◆ **EXERCISE BRIEF**
Rewrite the records below as a Markdown table with the columns Row and Line, leaving out blank lines.

-- start of THE DATA --

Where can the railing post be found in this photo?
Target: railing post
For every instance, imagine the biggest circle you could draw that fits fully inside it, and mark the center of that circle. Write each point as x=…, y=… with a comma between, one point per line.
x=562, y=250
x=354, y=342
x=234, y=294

-- end of THE DATA --

◆ **ANSWER IN FULL**
| Row | Line |
|---|---|
| 1 | Where can the railing post be found in this photo? |
| 2 | Target: railing post |
| 3 | For every instance, imagine the biggest circle you could draw that fits fully inside it, and mark the center of that circle. Write each point as x=…, y=… with a comma between, one point per line. |
| 4 | x=562, y=250 |
| 5 | x=354, y=342 |
| 6 | x=234, y=294 |